Job 1: According to the trim tag thread, what was the steepest rear gear ratio available from the factory with AC in '67?
Job 2: Recast the records, everything from the line containing "What region does the fence shadow" down to the final line of the records, as a Markdown table with the columns Nr and Line. Give each row a number and leave out blank lines.

Selected text:
┄┄┄┄┄┄┄┄┄┄

# trim tag accessory codes



## 67GTOfan (Jan 2, 2011)

I'm looking for clarification on some conflicting info. The seller supplied PHS documents for a 1967 GTO show the car as a factory four speed. However, line 4 on the trim tag is: E 2EB. Though information is scarce, I did find one website that states that the B in the second acc. group (2EB) is for a three speed floor shift. Also, the PHS shows the gear ratio as 3.55 but from what I can learn, this car came with standard 3.23 or optional 3.08 ratio. It is a 335h.p. manual car with A/C. Thanks for any help.


----------



## GTO JUDGE (May 14, 2005)

67GTOfan said:


> I'm looking for clarification on some conflicting info. The seller supplied PHS documents for a 1967 GTO show the car as a factory four speed. However, line 4 on the trim tag is: E 2EB. Though information is scarce, I did find one website that states that the B in the second acc. group (2EB) is for a three speed floor shift. Also, the PHS shows the gear ratio as 3.55 but from what I can learn, this car came with standard 3.23 or optional 3.08 ratio. It is a 335h.p. manual car with A/C. Thanks for any help.


I believe the E denotes tinted glass, 2E means it had AC. Don't quote me on this.
If the B denotes its a 3 speed, by assumption>>
It has tinted glass on all windows, with AC and a 3 speed, the #2, was the second option group
E 2EB...... Tinted glass, second option group, AC with a 3 speed. Randy will know for sure.


----------



## Eric Animal (Oct 28, 2007)

I don't THINK you could get a 3.55 rear with A/C unless it was dealer installed......ask Randy.


----------



## geeteeohguy (Feb 2, 2008)

3.23 was as steep a gear as you could get with AC in '67 from the factory. As for the rest, yeah, ask RANDY!!!


----------



## 67GTOfan (Jan 2, 2011)

Thanks for the help. How do I cantact Randy? I'm new to using the forum.


----------



## 05GTO (Oct 6, 2004)

67GTOfan said:


> I'm looking for clarification on some conflicting info. The seller supplied PHS documents for a 1967 GTO show the car as a factory four speed. However, line 4 on the trim tag is: E 2EB. Though information is scarce, I did find one website that states that the B in the second acc. group (2EB) is for a three speed floor shift. Also, the PHS shows the gear ratio as 3.55 but from what I can learn, this car came with standard 3.23 or optional 3.08 ratio. It is a 335h.p. manual car with A/C. Thanks for any help.


Welcome to the forum, Verify the VIN tag and data plate are from the same plant and attached with the correct rivets, sounds like they don't match. Also, check the car's billing date on the PHS against the build date on the Date Plate.

Check a few other numbers, if it is a late year 67 the VIN number should be on the front of the block by the timing chain cover, early 67 will have an engine unit number stamped with the block letter code. That engine unit number will be listed on the PHS billing history.


----------



## 67GTOfan (Jan 2, 2011)

┄┄┄┄┄┄┄┄┄┄

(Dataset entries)
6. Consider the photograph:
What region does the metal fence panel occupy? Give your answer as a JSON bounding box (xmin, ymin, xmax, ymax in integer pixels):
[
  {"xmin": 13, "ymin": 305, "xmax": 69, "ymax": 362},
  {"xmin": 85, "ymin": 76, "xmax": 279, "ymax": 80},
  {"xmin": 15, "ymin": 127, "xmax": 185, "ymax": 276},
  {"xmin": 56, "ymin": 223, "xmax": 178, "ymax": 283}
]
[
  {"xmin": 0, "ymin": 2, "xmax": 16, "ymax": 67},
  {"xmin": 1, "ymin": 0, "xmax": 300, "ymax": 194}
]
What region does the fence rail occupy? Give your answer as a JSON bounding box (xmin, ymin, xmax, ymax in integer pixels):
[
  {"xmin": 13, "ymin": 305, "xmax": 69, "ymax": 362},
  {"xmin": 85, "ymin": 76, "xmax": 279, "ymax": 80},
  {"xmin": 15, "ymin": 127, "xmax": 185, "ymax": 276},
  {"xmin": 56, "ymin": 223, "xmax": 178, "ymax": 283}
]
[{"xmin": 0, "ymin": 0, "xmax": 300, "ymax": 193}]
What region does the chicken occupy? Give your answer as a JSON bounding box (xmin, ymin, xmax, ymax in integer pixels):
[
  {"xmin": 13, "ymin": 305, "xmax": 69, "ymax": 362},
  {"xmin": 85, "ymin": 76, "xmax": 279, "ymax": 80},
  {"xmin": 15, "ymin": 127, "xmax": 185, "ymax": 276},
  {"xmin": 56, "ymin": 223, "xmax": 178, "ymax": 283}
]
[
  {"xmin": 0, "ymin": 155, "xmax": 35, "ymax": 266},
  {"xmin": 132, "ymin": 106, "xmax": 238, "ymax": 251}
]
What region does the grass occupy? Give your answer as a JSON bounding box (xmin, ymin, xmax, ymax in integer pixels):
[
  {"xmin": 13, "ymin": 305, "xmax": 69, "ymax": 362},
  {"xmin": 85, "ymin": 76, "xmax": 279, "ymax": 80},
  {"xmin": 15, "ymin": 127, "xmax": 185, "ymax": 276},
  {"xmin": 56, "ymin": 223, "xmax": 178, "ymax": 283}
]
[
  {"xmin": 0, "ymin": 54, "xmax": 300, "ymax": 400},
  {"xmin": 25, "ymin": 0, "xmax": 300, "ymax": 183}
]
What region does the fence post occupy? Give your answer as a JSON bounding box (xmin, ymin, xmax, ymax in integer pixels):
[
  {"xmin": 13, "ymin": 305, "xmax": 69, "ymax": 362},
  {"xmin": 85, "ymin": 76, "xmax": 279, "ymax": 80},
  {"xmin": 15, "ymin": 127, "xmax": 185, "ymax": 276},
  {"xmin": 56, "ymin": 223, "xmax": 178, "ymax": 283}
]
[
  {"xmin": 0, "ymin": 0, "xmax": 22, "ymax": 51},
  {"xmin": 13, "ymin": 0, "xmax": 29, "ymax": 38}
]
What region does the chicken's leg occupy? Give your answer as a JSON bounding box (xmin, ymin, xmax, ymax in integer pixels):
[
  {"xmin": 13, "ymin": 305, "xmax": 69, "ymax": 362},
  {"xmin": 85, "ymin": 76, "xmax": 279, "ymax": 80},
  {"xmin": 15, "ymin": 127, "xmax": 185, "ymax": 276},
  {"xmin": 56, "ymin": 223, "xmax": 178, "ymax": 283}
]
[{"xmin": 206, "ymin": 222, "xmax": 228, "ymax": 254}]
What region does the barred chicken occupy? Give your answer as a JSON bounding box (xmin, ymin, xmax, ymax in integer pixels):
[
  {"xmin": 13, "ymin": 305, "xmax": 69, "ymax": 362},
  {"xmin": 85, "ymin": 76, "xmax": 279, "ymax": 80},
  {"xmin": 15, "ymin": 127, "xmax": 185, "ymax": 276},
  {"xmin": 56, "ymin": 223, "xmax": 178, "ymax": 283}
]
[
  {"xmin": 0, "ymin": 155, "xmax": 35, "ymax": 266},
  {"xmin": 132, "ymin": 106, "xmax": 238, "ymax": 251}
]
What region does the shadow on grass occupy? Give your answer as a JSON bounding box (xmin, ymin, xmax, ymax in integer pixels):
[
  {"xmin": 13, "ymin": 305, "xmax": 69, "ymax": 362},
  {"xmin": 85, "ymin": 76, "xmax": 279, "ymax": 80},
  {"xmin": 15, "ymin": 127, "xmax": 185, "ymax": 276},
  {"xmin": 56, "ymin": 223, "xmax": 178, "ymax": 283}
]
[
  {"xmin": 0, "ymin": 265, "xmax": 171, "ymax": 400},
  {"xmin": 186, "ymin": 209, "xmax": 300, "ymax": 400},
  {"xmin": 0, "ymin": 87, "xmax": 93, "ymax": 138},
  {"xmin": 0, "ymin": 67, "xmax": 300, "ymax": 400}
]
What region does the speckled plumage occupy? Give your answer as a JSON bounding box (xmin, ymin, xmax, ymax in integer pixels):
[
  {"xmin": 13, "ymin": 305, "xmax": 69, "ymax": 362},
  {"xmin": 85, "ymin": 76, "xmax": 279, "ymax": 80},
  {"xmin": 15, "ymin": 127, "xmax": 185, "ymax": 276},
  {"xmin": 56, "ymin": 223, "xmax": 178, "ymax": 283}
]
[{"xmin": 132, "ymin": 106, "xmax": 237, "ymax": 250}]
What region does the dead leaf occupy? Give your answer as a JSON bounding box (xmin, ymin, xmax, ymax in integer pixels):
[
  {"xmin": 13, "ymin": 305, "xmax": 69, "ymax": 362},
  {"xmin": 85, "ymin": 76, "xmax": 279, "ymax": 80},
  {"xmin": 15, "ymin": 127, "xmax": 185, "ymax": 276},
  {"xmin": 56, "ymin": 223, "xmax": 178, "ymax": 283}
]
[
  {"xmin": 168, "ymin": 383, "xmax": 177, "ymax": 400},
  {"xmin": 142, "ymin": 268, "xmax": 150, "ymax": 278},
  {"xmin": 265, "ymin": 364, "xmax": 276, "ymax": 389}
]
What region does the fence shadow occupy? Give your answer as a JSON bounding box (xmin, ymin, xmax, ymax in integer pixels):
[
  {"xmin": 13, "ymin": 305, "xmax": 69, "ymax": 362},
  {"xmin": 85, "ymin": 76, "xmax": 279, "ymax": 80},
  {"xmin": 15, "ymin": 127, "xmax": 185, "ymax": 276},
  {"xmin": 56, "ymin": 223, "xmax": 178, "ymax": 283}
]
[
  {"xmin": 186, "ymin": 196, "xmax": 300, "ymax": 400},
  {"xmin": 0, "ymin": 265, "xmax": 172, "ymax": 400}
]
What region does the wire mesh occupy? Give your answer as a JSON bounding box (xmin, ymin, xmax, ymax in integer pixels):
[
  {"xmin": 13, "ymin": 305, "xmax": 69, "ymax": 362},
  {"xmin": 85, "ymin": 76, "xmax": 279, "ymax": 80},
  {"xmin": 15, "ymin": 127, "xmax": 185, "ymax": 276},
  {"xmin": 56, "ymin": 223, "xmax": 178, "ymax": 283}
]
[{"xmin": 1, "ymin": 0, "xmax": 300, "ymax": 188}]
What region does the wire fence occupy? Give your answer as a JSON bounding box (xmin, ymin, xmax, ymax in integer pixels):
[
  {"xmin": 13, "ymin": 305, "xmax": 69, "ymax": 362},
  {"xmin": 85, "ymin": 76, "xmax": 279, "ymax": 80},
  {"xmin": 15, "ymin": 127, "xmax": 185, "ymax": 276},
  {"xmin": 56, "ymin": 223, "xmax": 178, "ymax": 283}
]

┄┄┄┄┄┄┄┄┄┄

Written answer 1: 3.23

Written answer 2:
| Nr | Line |
|---|---|
| 1 | What region does the fence shadow occupy? Give your answer as a JSON bounding box (xmin, ymin, xmax, ymax in integer pixels): |
| 2 | [ |
| 3 |   {"xmin": 13, "ymin": 305, "xmax": 69, "ymax": 362}, |
| 4 |   {"xmin": 85, "ymin": 76, "xmax": 279, "ymax": 80}, |
| 5 |   {"xmin": 15, "ymin": 127, "xmax": 185, "ymax": 276}, |
| 6 |   {"xmin": 56, "ymin": 223, "xmax": 178, "ymax": 283} |
| 7 | ] |
| 8 | [ |
| 9 |   {"xmin": 186, "ymin": 196, "xmax": 300, "ymax": 400}, |
| 10 |   {"xmin": 0, "ymin": 265, "xmax": 172, "ymax": 400} |
| 11 | ] |
| 12 | What region does the wire mesh occupy? Give your answer as a JSON bounding box (xmin, ymin, xmax, ymax in integer pixels): |
| 13 | [ |
| 14 |   {"xmin": 13, "ymin": 305, "xmax": 69, "ymax": 362}, |
| 15 |   {"xmin": 85, "ymin": 76, "xmax": 279, "ymax": 80}, |
| 16 |   {"xmin": 15, "ymin": 127, "xmax": 185, "ymax": 276}, |
| 17 |   {"xmin": 56, "ymin": 223, "xmax": 178, "ymax": 283} |
| 18 | ] |
| 19 | [{"xmin": 1, "ymin": 0, "xmax": 300, "ymax": 188}] |
| 20 | What region does the wire fence occupy? Give your answer as a JSON bounding box (xmin, ymin, xmax, ymax in integer pixels): |
| 21 | [ |
| 22 |   {"xmin": 13, "ymin": 305, "xmax": 69, "ymax": 362}, |
| 23 |   {"xmin": 85, "ymin": 76, "xmax": 279, "ymax": 80}, |
| 24 |   {"xmin": 15, "ymin": 127, "xmax": 185, "ymax": 276}, |
| 25 |   {"xmin": 56, "ymin": 223, "xmax": 178, "ymax": 283} |
| 26 | ] |